* START INPUT ROWS *
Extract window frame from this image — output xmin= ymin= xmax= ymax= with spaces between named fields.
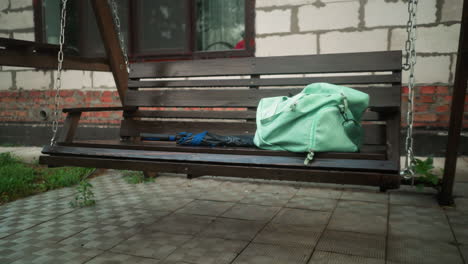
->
xmin=34 ymin=0 xmax=255 ymax=62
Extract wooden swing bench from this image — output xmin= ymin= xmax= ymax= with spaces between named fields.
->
xmin=40 ymin=51 xmax=402 ymax=190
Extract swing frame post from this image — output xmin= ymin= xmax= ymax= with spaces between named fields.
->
xmin=439 ymin=1 xmax=468 ymax=205
xmin=91 ymin=0 xmax=128 ymax=105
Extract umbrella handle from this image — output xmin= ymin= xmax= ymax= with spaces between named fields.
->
xmin=140 ymin=133 xmax=179 ymax=141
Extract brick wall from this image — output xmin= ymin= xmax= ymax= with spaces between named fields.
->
xmin=0 ymin=0 xmax=468 ymax=129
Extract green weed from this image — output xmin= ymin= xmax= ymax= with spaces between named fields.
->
xmin=0 ymin=153 xmax=93 ymax=204
xmin=123 ymin=171 xmax=154 ymax=184
xmin=412 ymin=157 xmax=440 ymax=190
xmin=70 ymin=179 xmax=96 ymax=207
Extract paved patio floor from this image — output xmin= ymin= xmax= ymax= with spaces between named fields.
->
xmin=0 ymin=170 xmax=468 ymax=264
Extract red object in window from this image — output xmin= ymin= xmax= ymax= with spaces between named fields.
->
xmin=234 ymin=40 xmax=245 ymax=49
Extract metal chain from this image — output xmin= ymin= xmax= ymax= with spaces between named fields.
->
xmin=400 ymin=0 xmax=418 ymax=183
xmin=109 ymin=0 xmax=130 ymax=72
xmin=50 ymin=0 xmax=67 ymax=146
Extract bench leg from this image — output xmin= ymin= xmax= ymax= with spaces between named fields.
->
xmin=143 ymin=171 xmax=159 ymax=179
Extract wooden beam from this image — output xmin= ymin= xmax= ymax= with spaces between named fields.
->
xmin=439 ymin=1 xmax=468 ymax=205
xmin=0 ymin=49 xmax=110 ymax=71
xmin=58 ymin=112 xmax=81 ymax=143
xmin=91 ymin=0 xmax=128 ymax=104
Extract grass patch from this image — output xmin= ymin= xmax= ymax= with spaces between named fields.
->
xmin=0 ymin=153 xmax=93 ymax=204
xmin=123 ymin=171 xmax=154 ymax=184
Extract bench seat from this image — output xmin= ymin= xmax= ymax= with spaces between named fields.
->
xmin=40 ymin=51 xmax=401 ymax=190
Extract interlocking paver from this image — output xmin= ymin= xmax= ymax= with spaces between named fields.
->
xmin=0 ymin=239 xmax=44 ymax=264
xmin=200 ymin=218 xmax=265 ymax=241
xmin=388 ymin=237 xmax=463 ymax=264
xmin=272 ymin=208 xmax=331 ymax=228
xmin=285 ymin=195 xmax=338 ymax=211
xmin=0 ymin=170 xmax=468 ymax=264
xmin=223 ymin=204 xmax=280 ymax=221
xmin=341 ymin=191 xmax=388 ymax=203
xmin=328 ymin=200 xmax=388 ymax=234
xmin=390 ymin=192 xmax=439 ymax=207
xmin=233 ymin=243 xmax=312 ymax=264
xmin=177 ymin=200 xmax=234 ymax=216
xmin=59 ymin=224 xmax=140 ymax=250
xmin=199 ymin=189 xmax=247 ymax=202
xmin=60 ymin=204 xmax=170 ymax=227
xmin=308 ymin=251 xmax=385 ymax=264
xmin=147 ymin=214 xmax=215 ymax=235
xmin=86 ymin=252 xmax=161 ymax=264
xmin=254 ymin=224 xmax=322 ymax=248
xmin=166 ymin=237 xmax=248 ymax=264
xmin=8 ymin=244 xmax=102 ymax=264
xmin=460 ymin=245 xmax=468 ymax=263
xmin=296 ymin=187 xmax=343 ymax=199
xmin=452 ymin=222 xmax=468 ymax=245
xmin=111 ymin=232 xmax=192 ymax=260
xmin=255 ymin=183 xmax=299 ymax=194
xmin=5 ymin=218 xmax=92 ymax=244
xmin=389 ymin=205 xmax=454 ymax=242
xmin=317 ymin=230 xmax=385 ymax=259
xmin=240 ymin=192 xmax=294 ymax=206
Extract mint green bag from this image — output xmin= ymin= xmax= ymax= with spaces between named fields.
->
xmin=254 ymin=83 xmax=369 ymax=165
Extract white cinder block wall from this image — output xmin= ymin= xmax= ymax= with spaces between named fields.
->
xmin=256 ymin=0 xmax=463 ymax=85
xmin=0 ymin=0 xmax=463 ymax=90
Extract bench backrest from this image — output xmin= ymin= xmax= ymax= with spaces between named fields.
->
xmin=121 ymin=51 xmax=401 ymax=144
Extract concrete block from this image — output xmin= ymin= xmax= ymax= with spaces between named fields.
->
* END INPUT ROWS *
◆ DIRECTIVE ◆
Copy out every one of the lines above word for word, without any change. Omit the pictures from your copy.

◆ RESULT OF THE TASK ◆
Extract window frame from this image — output xmin= ymin= xmax= ymax= with spaces between named fields.
->
xmin=34 ymin=0 xmax=255 ymax=62
Extract wooden swing bench from this image — output xmin= ymin= xmax= ymax= with spaces between named fields.
->
xmin=40 ymin=51 xmax=402 ymax=190
Extract swing frame post from this image — output xmin= ymin= xmax= ymax= with spaces between named fields.
->
xmin=439 ymin=1 xmax=468 ymax=205
xmin=91 ymin=0 xmax=128 ymax=105
Extract umbrella handle from this image — output xmin= ymin= xmax= ymax= with spaces between named fields.
->
xmin=140 ymin=133 xmax=179 ymax=141
Extract brick wall from this image — output xmin= ymin= xmax= ymax= with spaces between named fields.
->
xmin=0 ymin=0 xmax=468 ymax=129
Extract green weed from this image — output xmin= ymin= xmax= ymax= with spaces between named fields.
->
xmin=0 ymin=153 xmax=93 ymax=204
xmin=123 ymin=171 xmax=154 ymax=184
xmin=412 ymin=157 xmax=440 ymax=190
xmin=70 ymin=179 xmax=96 ymax=207
Extract paved patio floor from this image — output xmin= ymin= xmax= ymax= with spaces between named fields.
->
xmin=0 ymin=170 xmax=468 ymax=264
Extract red object in window from this image — output xmin= ymin= xmax= ymax= with spaces between named fields.
->
xmin=234 ymin=40 xmax=245 ymax=49
Extract metal chain from this image — output xmin= ymin= xmax= ymax= with spaces between named fields.
->
xmin=400 ymin=0 xmax=418 ymax=183
xmin=109 ymin=0 xmax=130 ymax=72
xmin=50 ymin=0 xmax=67 ymax=146
Extract bench leg from this image — output xmin= ymin= xmax= ymax= with spaces between named fields.
->
xmin=143 ymin=171 xmax=159 ymax=179
Extract wooden beam from this image — output xmin= ymin= xmax= ymax= with spaces between named fields.
->
xmin=439 ymin=1 xmax=468 ymax=205
xmin=0 ymin=49 xmax=110 ymax=71
xmin=58 ymin=112 xmax=81 ymax=143
xmin=91 ymin=0 xmax=128 ymax=104
Extract grass patch from this image — output xmin= ymin= xmax= ymax= with spaces between named fields.
->
xmin=0 ymin=153 xmax=93 ymax=204
xmin=123 ymin=171 xmax=154 ymax=184
Extract bench seat from this image — output xmin= ymin= xmax= ymax= with spaces between named fields.
->
xmin=40 ymin=51 xmax=401 ymax=190
Extract interlocking paver from this image — output xmin= ymin= xmax= ymax= with spaces between named fields.
->
xmin=0 ymin=239 xmax=44 ymax=264
xmin=200 ymin=218 xmax=265 ymax=241
xmin=388 ymin=237 xmax=463 ymax=264
xmin=272 ymin=208 xmax=331 ymax=228
xmin=285 ymin=195 xmax=338 ymax=211
xmin=0 ymin=170 xmax=468 ymax=264
xmin=223 ymin=204 xmax=280 ymax=221
xmin=341 ymin=191 xmax=388 ymax=203
xmin=328 ymin=200 xmax=388 ymax=234
xmin=390 ymin=192 xmax=439 ymax=207
xmin=233 ymin=243 xmax=312 ymax=264
xmin=177 ymin=200 xmax=234 ymax=216
xmin=59 ymin=224 xmax=140 ymax=250
xmin=199 ymin=189 xmax=247 ymax=202
xmin=60 ymin=204 xmax=170 ymax=227
xmin=308 ymin=251 xmax=385 ymax=264
xmin=147 ymin=214 xmax=215 ymax=235
xmin=86 ymin=252 xmax=161 ymax=264
xmin=254 ymin=224 xmax=322 ymax=248
xmin=166 ymin=237 xmax=248 ymax=264
xmin=8 ymin=244 xmax=102 ymax=264
xmin=460 ymin=245 xmax=468 ymax=263
xmin=296 ymin=187 xmax=343 ymax=199
xmin=452 ymin=222 xmax=468 ymax=245
xmin=111 ymin=232 xmax=192 ymax=260
xmin=255 ymin=183 xmax=299 ymax=194
xmin=5 ymin=218 xmax=92 ymax=244
xmin=389 ymin=205 xmax=454 ymax=242
xmin=317 ymin=230 xmax=385 ymax=259
xmin=240 ymin=192 xmax=294 ymax=206
Extract mint green bag from this image — output xmin= ymin= xmax= ymax= with spaces between named fields.
->
xmin=254 ymin=83 xmax=369 ymax=165
Extract white cinder block wall from this image — output xmin= ymin= xmax= ymax= with spaces between named fields.
->
xmin=256 ymin=0 xmax=463 ymax=85
xmin=0 ymin=0 xmax=463 ymax=90
Extract bench backrest from this image — output xmin= ymin= xmax= ymax= with spaces between named fields.
->
xmin=121 ymin=51 xmax=401 ymax=144
Extract concrete block from this image — output xmin= ymin= xmax= ymax= with spaces between named fields.
->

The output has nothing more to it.